The simulation should be close to -1/9 as expected.

>n=100000; sum(onegame(random(1,n),random(1,n),random(1,n))/n)

-0.10889

I recently found the following game in a beautiful book by Peter Winkler (Mathematische Rätsel für Liebhaber). The game starts with a row of coins of various values. The players in turn can take a coin from either end of the row. The problem is to show that the first player cannot lose if the game starts with an even number of coins. I will present the solution at the end of the notebook.

The following is just a programming lesson, and has nothing to do with numerical math or symbolic solutions. We will compute the optimal strategy for this game.

So we start by defining a simple recursive function for the optimal value a player can achieve. The vector x contains the values of the coins.

>function f(x) ... n=cols(x); if n>1 then return max(x[1]-f(x[2:n]),x[n]-f(x[1:n-1])) else return x[1] endif endfunction

It should not be too difficult to see, why this works. Let us test some examples, where the optimal strategy is clear. E.g., if the coins are increasing from the left to right, it is obviously(?) best to take the coins at the large end.

E.g., the win for the first player is n (1 at each take), if the coins are 1 to 2n.

>f(1:10)

5

In the next example, we have to take ones, until the second player is forced to uncover the 10. So the win is 10-1=9.

>f([1,10,1,1,1,1,1,1])

9

If we want to know the optimal move, we need to return it too. So I change the code a bit.

>function fi(x) ... n=cols(x); if n>1 then e=extrema([x[1]-(fi(x[2:n])),x[n]-(fi(x[1:n-1]))]); return {e[3],e[4]} else return {x[1],1} endif endfunction

>side=["left","right"];

1 means left and, and 2 means right end.

>{a,i}=fi(1:10); a, side[i],

5 right

For a challenge, let us simulate an optimal game.

>function simulate (x) ... n=cols(x); if mod(n,2)==0 then "A takes:" else "B takes:" endif; if n==1 then x[1], return x[1]; endif {a,i}=fi(x); if i==1 then x[1]|" from the left", simulate(x[2:n]); else x[n]|" from the right", simulate(x[1:n-1]); endif return a endfunction

>v=simulate([1,10,20,30,10,1]); "Result:", v,

1 from the right 1 from the left 10 from the left 20 from the left 30 from the left 10 Result: 10

>simulate(1:5);

5 from the right 4 from the right 3 from the right 2 from the right 1

The recursion in the example above works for a small number n of coins. However, it generates 2^n function calls.

#### [RAW DATA]

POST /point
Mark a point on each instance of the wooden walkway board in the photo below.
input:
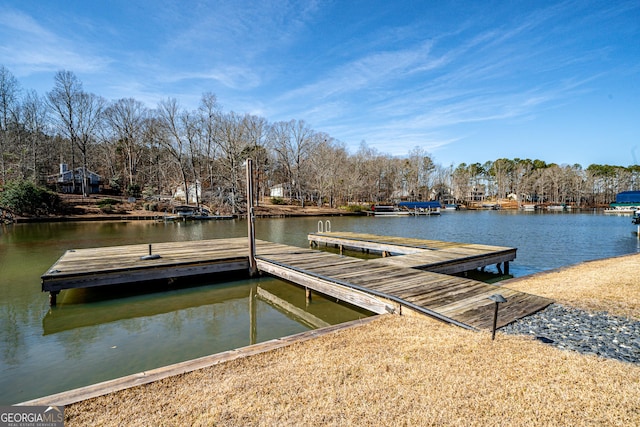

#### [TASK PROMPT]
Repeat the part of the coin game text starting with "The simulation should" and going on through "for this game.", word for word. The lines above are not needed here.

#### [OUTPUT FOR THIS TASK]
The simulation should be close to -1/9 as expected.

>n=100000; sum(onegame(random(1,n),random(1,n),random(1,n))/n)

-0.10889

I recently found the following game in a beautiful book by Peter Winkler (Mathematische Rätsel für Liebhaber). The game starts with a row of coins of various values. The players in turn can take a coin from either end of the row. The problem is to show that the first player cannot lose if the game starts with an even number of coins. I will present the solution at the end of the notebook.

The following is just a programming lesson, and has nothing to do with numerical math or symbolic solutions. We will compute the optimal strategy for this game.